### Problem
Pictures do not belong in the copy; quote every entry below exactly.

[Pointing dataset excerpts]
----------------
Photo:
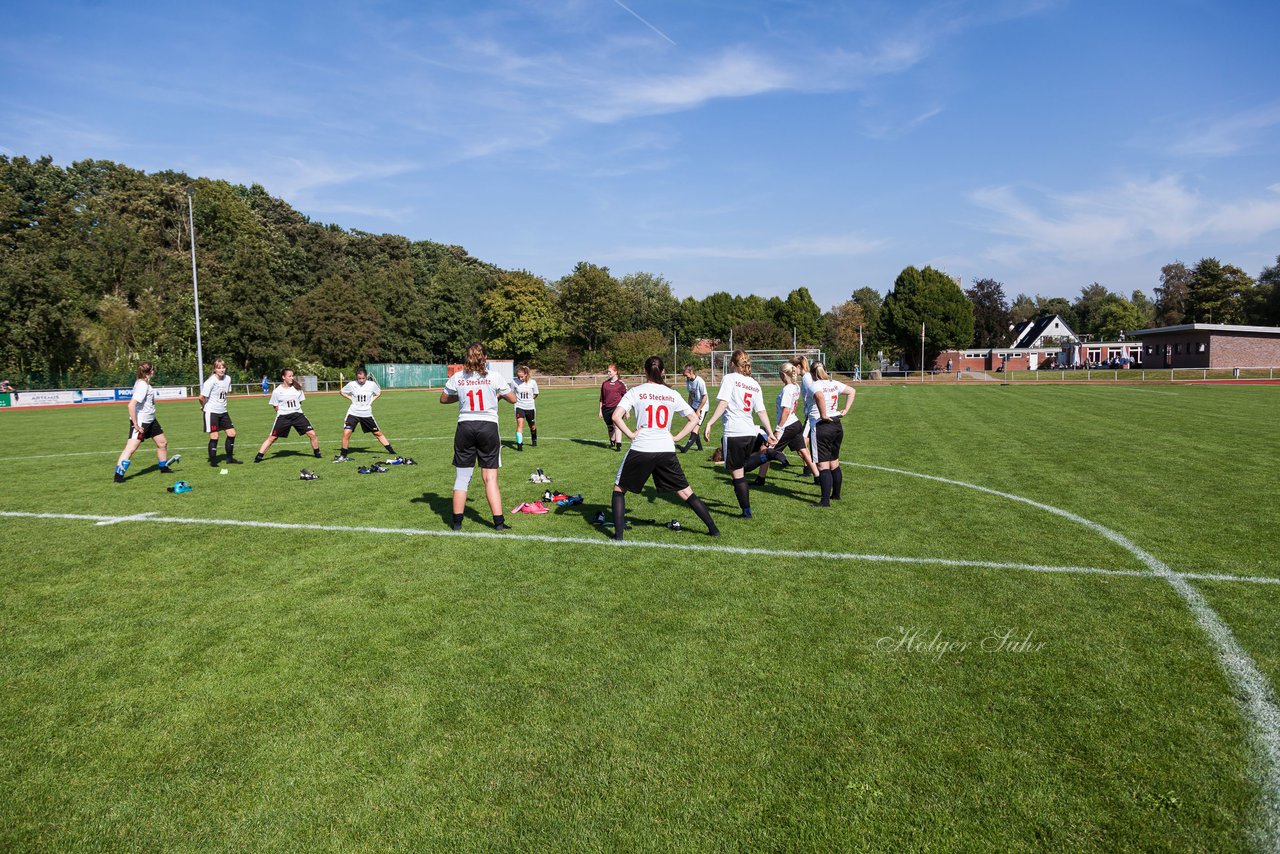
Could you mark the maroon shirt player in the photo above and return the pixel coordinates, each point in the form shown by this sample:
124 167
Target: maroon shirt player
611 394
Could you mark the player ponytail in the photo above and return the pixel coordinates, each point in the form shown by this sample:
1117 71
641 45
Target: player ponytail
654 370
476 360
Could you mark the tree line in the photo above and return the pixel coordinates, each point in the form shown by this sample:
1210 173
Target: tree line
95 277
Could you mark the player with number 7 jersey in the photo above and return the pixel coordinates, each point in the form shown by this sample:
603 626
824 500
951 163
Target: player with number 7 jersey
653 447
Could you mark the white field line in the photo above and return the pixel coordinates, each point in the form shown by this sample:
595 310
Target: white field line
1253 693
579 540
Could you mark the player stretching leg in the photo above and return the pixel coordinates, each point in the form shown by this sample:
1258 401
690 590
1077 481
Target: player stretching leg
653 448
144 425
287 398
361 392
213 400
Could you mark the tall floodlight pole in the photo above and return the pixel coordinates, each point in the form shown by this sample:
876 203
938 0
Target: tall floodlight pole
195 284
859 351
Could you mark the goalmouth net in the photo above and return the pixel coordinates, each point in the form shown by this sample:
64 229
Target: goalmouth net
764 362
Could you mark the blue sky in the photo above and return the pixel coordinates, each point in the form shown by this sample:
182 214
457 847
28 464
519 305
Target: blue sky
732 145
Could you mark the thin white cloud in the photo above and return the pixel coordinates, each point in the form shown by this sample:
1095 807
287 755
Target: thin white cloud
1127 220
1226 136
819 246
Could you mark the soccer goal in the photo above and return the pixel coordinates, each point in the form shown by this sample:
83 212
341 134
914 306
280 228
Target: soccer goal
764 362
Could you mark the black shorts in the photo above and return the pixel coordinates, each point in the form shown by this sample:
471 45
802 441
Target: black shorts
663 466
150 430
215 421
827 438
792 437
476 439
360 420
296 420
737 450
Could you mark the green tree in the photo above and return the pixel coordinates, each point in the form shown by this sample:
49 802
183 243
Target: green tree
1175 282
520 315
1269 286
653 304
592 304
1217 293
932 298
630 348
803 315
333 328
991 318
871 302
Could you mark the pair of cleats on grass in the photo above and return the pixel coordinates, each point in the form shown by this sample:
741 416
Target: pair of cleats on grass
391 461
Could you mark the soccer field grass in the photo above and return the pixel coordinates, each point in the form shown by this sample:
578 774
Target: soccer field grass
1040 617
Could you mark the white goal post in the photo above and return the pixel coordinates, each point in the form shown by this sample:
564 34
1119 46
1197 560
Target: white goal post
764 362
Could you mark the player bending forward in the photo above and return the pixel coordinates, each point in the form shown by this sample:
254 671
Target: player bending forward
476 391
144 425
361 392
213 401
287 398
653 447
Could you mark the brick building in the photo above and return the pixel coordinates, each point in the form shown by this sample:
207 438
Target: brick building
1210 345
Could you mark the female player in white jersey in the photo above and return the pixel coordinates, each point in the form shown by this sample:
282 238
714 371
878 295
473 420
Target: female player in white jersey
653 447
476 392
826 432
739 398
361 392
526 392
144 425
213 401
287 398
791 429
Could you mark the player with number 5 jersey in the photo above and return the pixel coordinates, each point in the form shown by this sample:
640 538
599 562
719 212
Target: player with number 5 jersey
476 391
739 400
653 447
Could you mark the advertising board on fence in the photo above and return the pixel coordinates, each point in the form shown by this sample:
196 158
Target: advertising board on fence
67 397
----------------
### Solved exercise
Photo:
Could you mark the maroon shirt player in the photo above and return the pixel coordinates, each point in the form shown by this sample:
124 167
Target: maroon shirt player
611 394
Could you mark the player ponytail in the photo above and return the pixel coordinates, each point in the form shown by this sample:
1117 71
641 45
Target: player ponytail
654 370
476 360
Could you mark the tree line in the photo above and return the pixel coordinates, each point in the form shown by this sample:
1210 173
Target: tree line
95 277
Could you mark the player with number 7 jersey in the photo above and return the pixel coordinates, each point in the form shown by this sample:
603 626
824 500
951 163
Target: player with number 7 jersey
653 447
Could you mark the white field line in the photo above and return the pixel coordinates, each point in the form shown by this sample:
595 310
Target: white field line
1253 693
579 540
Could you mark the player stretching leg in the photo above and return the pixel coordinates, each point in the form shown by this sample:
1258 401
690 590
1077 481
Target: player stretching leg
653 448
144 425
287 398
361 392
213 400
Could you mark the tall floodlight pole in the photo above and return the pixel coordinates, each point in the form shown by this sample:
876 203
938 0
Target: tall floodlight pole
195 284
859 351
Could you mark the goalmouth net in the photo above and return the pixel coordinates, each point in the form shown by this sample:
64 229
Target: goalmouth net
764 362
Could you mark the blue sky in the photo above and return the pixel coordinates, each point in the form shown by this sample:
182 214
457 847
28 464
519 305
Target: blue sky
732 145
Could you mark the thin white cloud in the photo above and return the pixel coordinates, each point in the form shown by this sample:
1095 807
287 755
Target: thin white cloud
1127 220
1226 136
819 246
Could you mark the soccer goal in the photo above and return the pixel coordinates, each point in the form shown by this sample:
83 212
341 134
914 306
280 228
Target: soccer goal
764 362
Could you mark the black shorts in the photo above and return the pixel coordinates, each point in the form shown by this sample:
471 45
802 441
Target: black shorts
663 466
150 430
215 421
827 438
792 437
476 439
360 420
296 420
737 450
Could you mark the green tree in the photo above and return the pixel coordinates, each point in the form shown by this sample:
49 802
183 243
Target: green tree
1175 282
520 315
1269 286
653 304
592 304
1217 293
932 298
630 348
803 315
333 328
991 318
871 302
Could you mark the pair of cleats on grass in the photo above and return the pixel coordinates, each point in the form shown by this sample:
741 416
Target: pair of cleats on grass
391 461
Could you mark the soccer field grass in the photo above and return the pixel coordinates, each point in the form shown by this sample:
578 774
Target: soccer field grass
1040 617
Could you mark the white goal post in the photo above and return the pixel coordinates, each point in the form shown by this sample:
564 34
1119 46
1197 560
Target: white goal post
764 362
Could you mark the player bending forward in the photo above and return the pixel coordinates, each point in the form shown by this sample:
254 671
Target: player bending forward
476 391
144 425
361 392
213 401
287 398
653 447
Could you mark the brick building in the photo above and return the pixel coordinates, each point in the form shown by this sample:
207 438
Target: brick building
1210 345
Could you mark the female player in white jersey in the photo above and return the pixel coordinates, each point in the form shown by this sample:
282 238
714 371
878 295
473 420
Target: female player in white jersey
653 447
476 392
826 432
739 398
361 392
526 392
144 425
213 401
287 398
791 429
Could you mark the player with number 5 jersey in the photo above and return the pixel coordinates, each point in the form shown by this sample:
640 538
599 562
719 212
Target: player with number 5 jersey
476 391
739 400
653 447
Could you mark the advertising board on fence in the photo above and return the pixel coordinates, each point in the form shown by this sample:
196 158
Target: advertising board on fence
67 397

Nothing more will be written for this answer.